■ HOW TO COMPLETE THIS TASK:
Output only the lines below from the one holding "positive clicks: (509, 77)" down to the one holding "592L43 578L1 667H998L763", both end lines included and every picture dropped.

----- SUPPLIED DATA -----

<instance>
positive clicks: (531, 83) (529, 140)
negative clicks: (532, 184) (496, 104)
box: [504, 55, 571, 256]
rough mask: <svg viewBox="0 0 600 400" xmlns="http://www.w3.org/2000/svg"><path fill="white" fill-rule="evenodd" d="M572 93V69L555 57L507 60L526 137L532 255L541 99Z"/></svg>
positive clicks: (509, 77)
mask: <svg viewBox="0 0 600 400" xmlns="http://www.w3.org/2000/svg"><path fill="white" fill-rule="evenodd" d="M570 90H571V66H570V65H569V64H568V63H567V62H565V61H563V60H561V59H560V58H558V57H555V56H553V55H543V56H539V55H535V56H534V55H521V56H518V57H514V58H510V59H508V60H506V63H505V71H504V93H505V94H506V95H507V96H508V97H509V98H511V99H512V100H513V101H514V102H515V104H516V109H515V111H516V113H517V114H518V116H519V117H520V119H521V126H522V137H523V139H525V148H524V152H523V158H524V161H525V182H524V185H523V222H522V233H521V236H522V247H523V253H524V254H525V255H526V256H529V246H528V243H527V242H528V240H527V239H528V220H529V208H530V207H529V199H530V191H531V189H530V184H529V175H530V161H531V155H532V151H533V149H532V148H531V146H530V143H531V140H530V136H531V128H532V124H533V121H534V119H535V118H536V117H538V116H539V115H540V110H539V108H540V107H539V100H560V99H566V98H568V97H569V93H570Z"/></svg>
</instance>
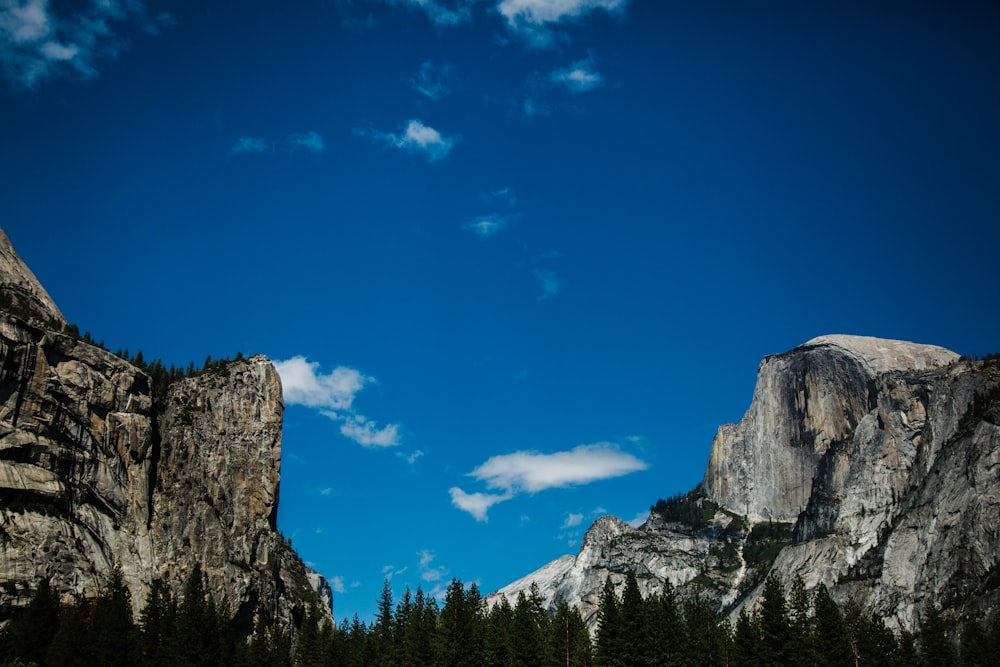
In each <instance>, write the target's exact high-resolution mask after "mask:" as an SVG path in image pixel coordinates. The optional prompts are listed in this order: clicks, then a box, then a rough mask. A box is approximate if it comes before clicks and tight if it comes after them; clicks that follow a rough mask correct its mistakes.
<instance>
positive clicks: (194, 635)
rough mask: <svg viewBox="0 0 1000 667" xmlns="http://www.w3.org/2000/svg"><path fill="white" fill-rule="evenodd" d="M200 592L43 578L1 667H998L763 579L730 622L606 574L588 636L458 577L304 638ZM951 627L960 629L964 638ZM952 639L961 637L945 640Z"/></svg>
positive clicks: (388, 592)
mask: <svg viewBox="0 0 1000 667" xmlns="http://www.w3.org/2000/svg"><path fill="white" fill-rule="evenodd" d="M226 607H227V605H225V604H221V605H216V602H215V600H214V598H213V597H212V596H211V595H210V594H208V593H207V592H206V590H205V585H204V578H203V576H202V574H201V571H200V570H198V569H197V568H196V569H195V571H194V572H193V573H192V575H191V576H190V577H189V579H188V581H187V583H186V585H185V588H184V593H183V596H182V597H181V598H180V600H179V601H178V600H176V599H174V598H173V596H172V595H171V594H170V591H169V589H167V588H166V587H165V586H163V585H162V584H156V585H154V588H153V591H152V593H151V596H150V599H149V601H148V602H147V604H146V606H145V608H144V609H143V610H142V612H141V614H140V615H139V619H138V620H137V621H134V620H133V618H132V605H131V600H130V599H129V593H128V589H127V588H126V587H125V586H124V585H123V583H122V580H121V575H120V573H119V572H115V573H113V575H112V576H111V578H110V581H109V582H108V584H107V585H106V586H105V588H104V590H103V591H102V592H101V594H100V595H99V596H98V597H97V598H96V599H93V600H87V601H81V602H79V603H77V604H74V605H71V606H68V607H67V606H60V605H59V603H58V600H57V599H56V598H55V596H54V595H53V594H52V592H51V590H50V589H49V586H48V584H47V583H44V582H43V584H42V585H41V586H40V587H39V589H38V591H37V592H36V594H35V595H34V597H33V599H32V601H31V603H30V604H29V606H28V607H27V608H26V609H24V610H23V611H22V612H21V613H20V614H19V615H17V616H15V617H14V618H13V619H12V620H11V621H10V622H8V624H7V625H6V626H5V627H4V629H3V631H2V632H0V664H2V665H4V666H5V667H15V666H19V667H23V666H26V665H39V666H42V665H60V666H63V665H68V666H80V667H90V666H91V665H94V666H96V665H102V666H112V667H115V666H119V665H121V666H124V665H141V666H147V665H148V666H156V667H160V666H163V667H167V666H169V667H172V666H175V665H185V666H192V665H193V666H206V667H208V666H216V665H225V666H230V665H234V666H236V667H264V666H265V665H266V666H275V667H327V666H330V667H333V666H336V667H369V666H378V667H410V666H420V667H425V666H427V667H514V666H518V667H521V666H523V667H531V666H534V667H557V666H559V667H561V666H570V667H574V666H594V667H635V666H639V667H659V666H668V665H669V666H674V665H676V666H680V667H701V666H706V667H707V666H724V667H744V666H747V667H749V666H754V667H772V666H779V665H797V666H799V665H801V666H802V667H826V666H830V667H897V666H899V667H903V666H906V667H911V666H916V667H974V666H978V667H994V666H998V665H1000V622H998V620H997V618H1000V617H995V618H994V620H993V621H992V623H990V624H989V626H984V625H981V624H979V623H976V622H967V623H965V624H964V625H963V626H962V627H961V628H950V627H948V625H947V623H946V622H945V620H944V618H943V617H942V616H941V614H940V613H939V612H938V611H937V610H935V609H934V608H933V607H927V608H926V609H925V610H924V614H923V619H922V621H921V624H920V628H919V632H918V633H917V634H916V635H914V634H911V633H908V632H905V631H904V632H894V631H892V630H891V629H889V628H888V627H886V625H885V623H884V622H883V620H882V619H881V618H879V617H877V616H873V615H871V614H866V613H864V612H863V611H862V610H861V609H860V607H858V606H857V605H855V604H848V605H847V606H846V607H844V608H841V606H840V605H838V604H837V603H836V602H835V601H834V600H833V599H832V598H831V597H830V594H829V592H828V591H827V589H826V588H825V587H823V586H820V587H818V588H817V589H816V590H814V591H807V590H806V589H805V587H804V585H803V584H802V581H801V580H796V581H795V583H794V584H793V586H792V588H791V590H790V591H787V592H786V591H785V589H784V588H783V586H782V584H781V583H780V581H779V580H778V579H777V578H775V577H769V578H768V579H767V580H766V582H765V584H764V589H763V594H762V596H761V600H760V603H759V604H758V606H757V609H756V610H755V611H754V612H747V611H746V610H744V611H742V612H741V613H740V616H739V618H738V619H737V621H736V623H735V625H731V624H730V623H729V622H728V620H725V619H720V618H718V617H717V616H716V614H715V612H714V610H713V608H712V606H711V605H710V604H709V603H708V602H707V601H705V600H703V599H701V598H700V597H694V598H683V599H682V598H681V596H679V595H678V594H677V593H676V591H675V590H674V589H673V588H672V587H671V586H670V585H669V584H667V585H666V586H665V587H664V588H663V589H662V590H661V591H660V592H659V593H657V594H655V595H650V596H647V597H643V596H642V594H641V592H640V589H639V584H638V581H637V579H636V577H635V576H634V575H632V574H631V573H630V574H628V575H627V576H626V578H625V582H624V586H623V587H622V592H621V594H620V595H619V594H618V592H617V589H616V587H615V586H614V585H613V584H612V582H611V580H610V579H609V580H608V581H607V582H606V583H605V586H604V589H603V591H602V593H601V595H600V599H599V605H598V610H597V614H598V629H597V632H596V634H595V636H594V638H593V641H592V640H591V636H590V633H589V632H588V630H587V627H586V624H585V623H584V619H583V618H582V617H581V615H580V613H579V611H578V610H577V609H576V608H570V607H568V606H567V605H566V604H565V603H561V604H559V606H558V607H557V608H556V610H555V613H554V614H548V613H546V610H545V608H544V606H543V601H542V598H541V596H540V595H539V594H538V590H537V588H535V587H534V586H532V588H531V590H530V591H529V592H528V593H527V594H525V593H523V592H522V593H521V594H519V596H518V598H517V600H516V602H515V604H514V605H513V606H511V605H510V604H509V603H508V602H507V600H506V599H501V600H500V601H499V602H498V603H496V604H494V605H493V606H492V607H487V606H486V604H485V603H484V601H483V597H482V595H481V594H480V592H479V589H478V588H477V586H476V585H475V584H472V585H470V586H469V587H466V586H465V585H463V584H462V582H461V581H459V580H457V579H456V580H452V582H451V584H450V585H449V587H448V589H447V592H446V594H445V597H444V600H443V604H441V603H439V602H438V600H437V599H436V598H435V597H433V596H429V595H427V594H425V593H424V592H423V591H422V590H421V589H420V588H419V587H418V588H417V591H416V593H415V594H414V593H411V591H410V590H409V589H408V588H407V589H406V590H405V592H404V593H403V596H402V598H401V599H400V600H399V601H398V602H395V601H394V600H393V594H392V590H391V588H390V587H389V584H388V582H386V584H385V587H384V588H383V591H382V595H381V596H380V598H379V600H378V612H377V615H376V618H375V620H374V621H373V622H371V623H364V622H362V621H361V620H359V619H358V617H357V616H355V617H354V618H353V620H351V621H347V620H346V619H345V620H344V621H343V622H342V623H341V624H340V625H339V627H334V626H333V625H332V624H331V623H329V622H328V621H327V620H326V618H325V616H324V615H323V614H322V613H320V612H319V611H318V610H317V608H316V607H315V605H313V606H311V607H309V608H308V609H304V610H301V611H302V613H301V614H300V615H299V627H298V630H297V631H296V636H295V637H294V641H293V637H292V636H291V635H289V634H283V633H282V632H280V631H279V630H277V629H276V627H275V626H273V625H271V626H268V627H265V628H257V629H255V631H254V632H253V634H252V635H251V636H250V637H243V638H239V637H237V635H236V634H235V633H234V631H233V628H232V626H231V623H230V621H229V620H228V619H227V618H226V617H225V615H224V614H223V612H222V610H223V609H225V608H226ZM956 630H957V632H956ZM951 636H955V637H958V639H959V641H958V642H957V643H956V642H953V641H952V640H951V639H949V637H951Z"/></svg>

-----

■ WRITTEN SOLUTION:
positive clicks: (509, 77)
mask: <svg viewBox="0 0 600 400" xmlns="http://www.w3.org/2000/svg"><path fill="white" fill-rule="evenodd" d="M570 90H571V66H570V65H569V64H568V63H567V62H565V61H563V60H561V59H560V58H558V57H555V56H553V55H543V56H539V55H535V56H534V55H521V56H518V57H514V58H510V59H508V60H506V63H505V71H504V93H505V94H506V95H507V96H508V97H509V98H511V99H512V100H513V101H514V102H515V104H516V109H515V111H516V113H517V114H518V116H519V117H520V119H521V126H522V137H523V139H525V148H524V152H523V158H524V161H525V182H524V185H523V222H522V233H521V236H522V247H523V253H524V254H525V255H526V256H529V246H528V243H527V242H528V240H527V239H528V220H529V208H530V207H529V199H530V191H531V189H530V184H529V175H530V161H531V155H532V151H533V149H532V148H531V146H530V143H531V140H530V136H531V128H532V124H533V121H534V119H535V118H536V117H538V116H539V115H540V110H539V108H540V107H539V100H560V99H566V98H568V97H569V93H570Z"/></svg>
</instance>
In each <instance>, write the target's exact high-resolution mask after "mask:" as an SVG path in image pixel coordinates. The optional prompts are listed in this order: clicks, then a box, then a rough mask. A box is approximate if it comes before clicks and tight if it comes after them; clicks that follow a rough mask correct its mistakes.
<instance>
positive clicks: (194, 635)
rough mask: <svg viewBox="0 0 1000 667" xmlns="http://www.w3.org/2000/svg"><path fill="white" fill-rule="evenodd" d="M200 592L43 578L1 667H998L763 579L730 622L606 574L588 636L458 577L304 638ZM951 627L960 629L964 638ZM952 639L961 637L945 640Z"/></svg>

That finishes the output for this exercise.